_Extrait du texte:_
########

Pedrini, Enrico, “Daniel Rothbart et la mémoire collective”, PerformArts, numéro 1, printemps 2006.

La mémoire, dans l’oeuvre de Daniel Rothbart, n’est ni un repliement, ni une ressource intimiste ou autobiographique : pour l’artiste, ce travail sur la mémoire du réel représente son désir de plonger les mains dans les sédiment d’idéntité et de culture déposés par la réalité. L’art, pour Rothbart, ne se résout pas en un statut ni en une forme. Il devient une action artistique qui se substitue à la représentation et à l’appropriation simple du réel et de la nature. L’art est la réalité et celle-ci se présente comme une contradiction partagée (mémoire collective). Pour tout cela, j’aime situer l’oeuvre de cet artiste américain dans un mouvement très développé en Europe que j’avais nommé “Utopia del Possibile” en 1993 et que j’appelle aujourd’hui “Possibilisme”.

########

Entrées tirées d'une collection
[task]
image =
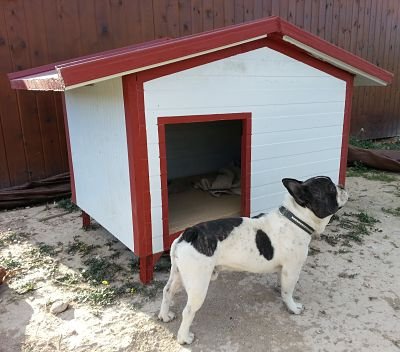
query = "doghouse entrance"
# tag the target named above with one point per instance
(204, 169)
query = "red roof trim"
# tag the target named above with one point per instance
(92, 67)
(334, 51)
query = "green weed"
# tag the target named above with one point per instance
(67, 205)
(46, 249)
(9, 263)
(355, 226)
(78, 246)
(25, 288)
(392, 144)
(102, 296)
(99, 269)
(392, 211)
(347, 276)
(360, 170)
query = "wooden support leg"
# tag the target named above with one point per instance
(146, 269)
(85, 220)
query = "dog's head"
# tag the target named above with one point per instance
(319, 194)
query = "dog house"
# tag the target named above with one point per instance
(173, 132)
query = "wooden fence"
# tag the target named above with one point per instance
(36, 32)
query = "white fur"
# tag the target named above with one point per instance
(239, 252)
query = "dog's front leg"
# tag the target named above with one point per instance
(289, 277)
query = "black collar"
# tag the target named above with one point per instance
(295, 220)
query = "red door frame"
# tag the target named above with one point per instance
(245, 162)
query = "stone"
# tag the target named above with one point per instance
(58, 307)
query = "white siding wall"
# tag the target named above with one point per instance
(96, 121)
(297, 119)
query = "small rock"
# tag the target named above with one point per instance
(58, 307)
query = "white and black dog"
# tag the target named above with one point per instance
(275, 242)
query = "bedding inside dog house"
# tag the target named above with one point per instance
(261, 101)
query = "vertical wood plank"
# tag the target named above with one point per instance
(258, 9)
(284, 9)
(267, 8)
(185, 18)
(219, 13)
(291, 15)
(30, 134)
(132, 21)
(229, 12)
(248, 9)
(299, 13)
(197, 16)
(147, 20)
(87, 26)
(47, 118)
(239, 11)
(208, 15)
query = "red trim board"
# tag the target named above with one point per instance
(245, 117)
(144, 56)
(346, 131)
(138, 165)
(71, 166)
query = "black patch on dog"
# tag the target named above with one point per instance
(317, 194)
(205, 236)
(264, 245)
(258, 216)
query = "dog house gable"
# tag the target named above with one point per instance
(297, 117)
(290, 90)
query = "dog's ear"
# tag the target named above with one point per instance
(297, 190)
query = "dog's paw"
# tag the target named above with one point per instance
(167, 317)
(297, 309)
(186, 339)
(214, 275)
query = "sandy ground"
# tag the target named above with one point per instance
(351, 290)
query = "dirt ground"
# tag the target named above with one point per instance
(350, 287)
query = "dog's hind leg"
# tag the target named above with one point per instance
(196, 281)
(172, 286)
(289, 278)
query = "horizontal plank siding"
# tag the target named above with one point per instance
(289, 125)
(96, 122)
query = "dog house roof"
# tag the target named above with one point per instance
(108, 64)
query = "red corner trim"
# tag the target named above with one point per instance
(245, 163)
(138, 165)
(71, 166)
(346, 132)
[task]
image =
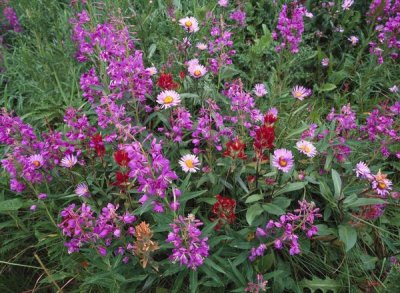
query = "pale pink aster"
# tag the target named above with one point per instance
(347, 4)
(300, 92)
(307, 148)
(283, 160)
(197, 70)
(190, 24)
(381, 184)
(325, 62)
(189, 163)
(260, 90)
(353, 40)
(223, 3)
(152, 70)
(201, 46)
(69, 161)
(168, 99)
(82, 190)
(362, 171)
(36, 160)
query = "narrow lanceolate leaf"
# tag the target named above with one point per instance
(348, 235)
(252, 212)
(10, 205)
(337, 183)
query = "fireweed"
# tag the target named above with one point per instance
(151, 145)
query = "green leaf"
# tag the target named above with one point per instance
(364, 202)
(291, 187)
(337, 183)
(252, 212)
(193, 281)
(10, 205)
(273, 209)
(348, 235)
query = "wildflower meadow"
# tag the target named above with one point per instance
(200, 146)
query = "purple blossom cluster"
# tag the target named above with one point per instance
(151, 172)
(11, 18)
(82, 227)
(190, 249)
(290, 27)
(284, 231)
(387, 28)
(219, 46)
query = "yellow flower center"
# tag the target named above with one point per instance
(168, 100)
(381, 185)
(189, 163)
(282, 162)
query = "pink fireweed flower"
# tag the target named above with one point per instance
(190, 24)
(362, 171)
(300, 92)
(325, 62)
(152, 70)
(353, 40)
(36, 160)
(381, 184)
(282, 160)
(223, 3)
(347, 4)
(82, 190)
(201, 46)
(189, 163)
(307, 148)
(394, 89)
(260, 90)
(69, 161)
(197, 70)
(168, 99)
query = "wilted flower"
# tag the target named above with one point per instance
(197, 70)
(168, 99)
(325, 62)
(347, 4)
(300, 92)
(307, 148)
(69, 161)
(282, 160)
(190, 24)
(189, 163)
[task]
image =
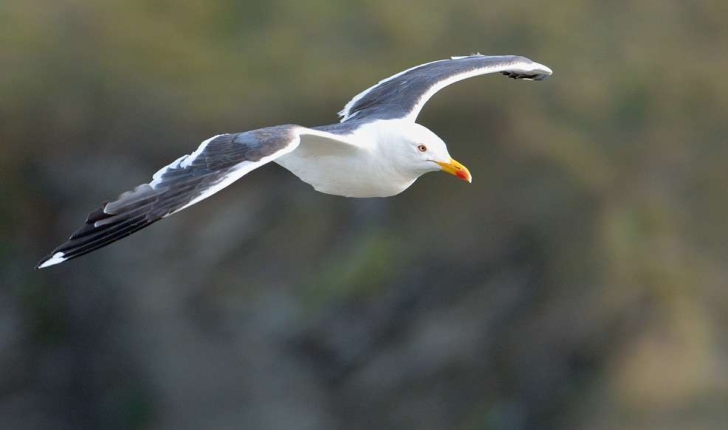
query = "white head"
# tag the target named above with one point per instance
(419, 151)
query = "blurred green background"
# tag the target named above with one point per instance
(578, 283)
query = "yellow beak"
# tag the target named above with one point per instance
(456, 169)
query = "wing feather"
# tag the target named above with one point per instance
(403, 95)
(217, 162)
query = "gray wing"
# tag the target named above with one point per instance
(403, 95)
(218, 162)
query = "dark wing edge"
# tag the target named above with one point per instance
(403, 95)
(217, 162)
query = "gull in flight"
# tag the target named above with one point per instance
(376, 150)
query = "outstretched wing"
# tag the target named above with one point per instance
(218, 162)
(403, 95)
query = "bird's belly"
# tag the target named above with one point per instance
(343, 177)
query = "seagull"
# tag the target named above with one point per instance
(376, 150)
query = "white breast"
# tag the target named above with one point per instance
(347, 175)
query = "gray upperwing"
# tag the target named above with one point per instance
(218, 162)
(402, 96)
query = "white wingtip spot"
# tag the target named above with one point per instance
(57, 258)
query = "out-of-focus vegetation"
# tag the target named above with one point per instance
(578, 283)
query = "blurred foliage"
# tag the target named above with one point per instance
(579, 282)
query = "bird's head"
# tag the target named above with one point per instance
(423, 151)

########

_Ce qu'on demande:_
**a)** Dans l'extrait sur Daniel Rothbart, quel nom l'auteur donne-t-il aujourd'hui au mouvement qu'il appelait « Utopia del Possibile » en 1993 ?
**b)** Poursuivez l'extrait sur Daniel Rothbart à partir de sa dernière phrase.
Ces enregistrements n'ont aucun lien avec l'extrait.

_Les réponses:_
**a)** Il l'appelle aujourd'hui « Possibilisme ».

**b)**
L’art du «possibilisme» est un art en devenir continu. Il se présente comme l’occasion qu’a la réalité, mais aussi les connaissances de “tout” (c’est parfois la quotidienneté et la normalité), de se refléter dans l’opération projetée par l’artiste. Les opérateurs qui rentrent en ligne ne prennent pas une inspiration directe du réel : ils en manipulent les connaissances et la perception, leur donnant toujours un lieu, un contexte nouveau ou renouvelé: la possibilité de l’art. Une des caractéristiques de ces thèmes est de proposer une correction, une évolution possible des concepts de la réalité et de la nature comme ressources d’effectivité et de production pour l’art. Daniel Rothbart se trouve donc à l’intérieur d’une problématique : celle de s’engager à fond dans une volonté continuelle et obsessive d’atteindre quelque expérience non encore explorée. Il cherche à obtenir l’élargissement des possibilités de la connaissance même, pour arriver à substituer complètement la réalité par l’art. Ses recherches ne s’arrêtent pas simplement aux langages. Au contraire, ils se déplacent entre les diverses interactions possibles que le système de l’art peut offrir au contexte culturel actuel.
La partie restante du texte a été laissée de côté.